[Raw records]
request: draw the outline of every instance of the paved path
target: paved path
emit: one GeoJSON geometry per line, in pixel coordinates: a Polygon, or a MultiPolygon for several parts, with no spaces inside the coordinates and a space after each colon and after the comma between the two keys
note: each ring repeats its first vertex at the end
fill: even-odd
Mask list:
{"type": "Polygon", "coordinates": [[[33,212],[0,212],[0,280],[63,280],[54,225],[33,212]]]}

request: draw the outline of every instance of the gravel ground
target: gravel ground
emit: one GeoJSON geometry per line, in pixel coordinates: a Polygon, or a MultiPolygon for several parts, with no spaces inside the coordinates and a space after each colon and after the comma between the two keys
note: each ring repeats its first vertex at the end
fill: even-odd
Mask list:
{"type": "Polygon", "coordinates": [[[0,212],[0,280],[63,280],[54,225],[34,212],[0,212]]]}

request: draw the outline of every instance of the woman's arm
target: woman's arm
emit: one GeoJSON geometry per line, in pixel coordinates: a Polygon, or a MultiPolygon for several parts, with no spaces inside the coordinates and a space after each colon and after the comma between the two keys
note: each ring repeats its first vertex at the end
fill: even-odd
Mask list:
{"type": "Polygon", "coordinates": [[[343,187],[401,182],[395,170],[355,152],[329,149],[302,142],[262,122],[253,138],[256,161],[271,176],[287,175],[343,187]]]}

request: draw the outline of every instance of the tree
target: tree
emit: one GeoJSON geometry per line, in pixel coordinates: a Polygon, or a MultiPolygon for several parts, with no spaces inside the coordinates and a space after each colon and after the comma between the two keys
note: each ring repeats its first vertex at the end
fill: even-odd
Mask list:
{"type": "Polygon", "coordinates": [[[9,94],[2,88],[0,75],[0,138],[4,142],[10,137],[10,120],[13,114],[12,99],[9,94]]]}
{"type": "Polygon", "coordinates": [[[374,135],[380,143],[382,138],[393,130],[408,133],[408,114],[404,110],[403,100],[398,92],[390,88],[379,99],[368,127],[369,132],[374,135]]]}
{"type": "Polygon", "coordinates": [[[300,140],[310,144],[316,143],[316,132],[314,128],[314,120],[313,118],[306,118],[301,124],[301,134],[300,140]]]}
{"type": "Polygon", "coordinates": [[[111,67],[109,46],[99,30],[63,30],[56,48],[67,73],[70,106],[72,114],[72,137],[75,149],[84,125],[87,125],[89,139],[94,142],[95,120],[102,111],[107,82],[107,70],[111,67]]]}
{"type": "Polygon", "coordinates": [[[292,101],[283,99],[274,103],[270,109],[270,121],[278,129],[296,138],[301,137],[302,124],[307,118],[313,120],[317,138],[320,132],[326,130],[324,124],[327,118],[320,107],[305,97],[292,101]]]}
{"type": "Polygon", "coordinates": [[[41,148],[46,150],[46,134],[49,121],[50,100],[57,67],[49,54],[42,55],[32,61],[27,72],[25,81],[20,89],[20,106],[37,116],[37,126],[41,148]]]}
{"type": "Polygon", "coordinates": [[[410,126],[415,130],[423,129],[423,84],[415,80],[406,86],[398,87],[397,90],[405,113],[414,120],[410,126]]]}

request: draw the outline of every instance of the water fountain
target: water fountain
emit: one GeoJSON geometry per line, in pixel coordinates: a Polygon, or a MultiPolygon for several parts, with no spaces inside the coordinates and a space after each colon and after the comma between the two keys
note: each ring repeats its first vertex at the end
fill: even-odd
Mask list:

TASK REQUIREMENTS: Output the lines of the listing from the line with "request: draw the outline of every instance of the tree" through the end of the listing as a JSON list of strings, one string per line, leaving out blank lines.

RIGHT ANSWER:
[
  "request: draw the outline of every instance of the tree",
  "target: tree",
  "emit: one GeoJSON geometry per line, in pixel coordinates: a Polygon, or a MultiPolygon for several parts, with no spaces inside the coordinates and a space after each colon and after the comma between the two keys",
  "note: each ring repeats its first vertex at the end",
  "fill: even-odd",
  "Mask list:",
  "{\"type\": \"Polygon\", \"coordinates\": [[[9,94],[2,88],[0,75],[0,138],[4,142],[10,137],[10,120],[13,114],[12,99],[9,94]]]}",
  "{\"type\": \"Polygon\", \"coordinates\": [[[374,135],[380,143],[382,138],[393,130],[408,133],[408,114],[404,110],[403,100],[398,92],[390,88],[379,99],[368,127],[369,132],[374,135]]]}",
  "{\"type\": \"Polygon\", \"coordinates\": [[[300,140],[310,144],[316,143],[316,132],[314,128],[314,120],[313,118],[306,118],[301,124],[301,134],[300,140]]]}",
  "{\"type\": \"Polygon\", \"coordinates\": [[[111,67],[109,46],[99,30],[63,30],[56,48],[67,73],[70,106],[72,114],[72,137],[75,149],[84,125],[87,125],[89,139],[94,142],[95,120],[102,111],[107,82],[107,70],[111,67]]]}",
  "{\"type\": \"Polygon\", \"coordinates\": [[[292,101],[283,99],[274,103],[270,109],[270,121],[278,129],[296,138],[301,137],[302,124],[307,118],[313,120],[317,138],[320,132],[326,130],[324,124],[327,118],[320,107],[305,97],[292,101]]]}",
  "{\"type\": \"Polygon\", \"coordinates\": [[[41,148],[46,150],[46,134],[49,121],[50,100],[57,67],[49,54],[42,55],[32,61],[27,72],[25,81],[20,89],[20,106],[37,116],[37,126],[41,148]]]}",
  "{\"type\": \"Polygon\", \"coordinates\": [[[410,126],[415,130],[423,129],[423,84],[415,80],[406,86],[398,87],[397,90],[405,113],[414,120],[410,126]]]}",
  "request: draw the outline of every instance of the water fountain",
  "target: water fountain",
  "emit: one GeoJSON geometry per line, in pixel coordinates: a Polygon, or a MultiPolygon for several parts, with no spaces inside the coordinates and a space after each colon and after the comma between the two keys",
  "note: each ring repeats its first vertex at the end",
  "fill: even-odd",
  "Mask list:"
]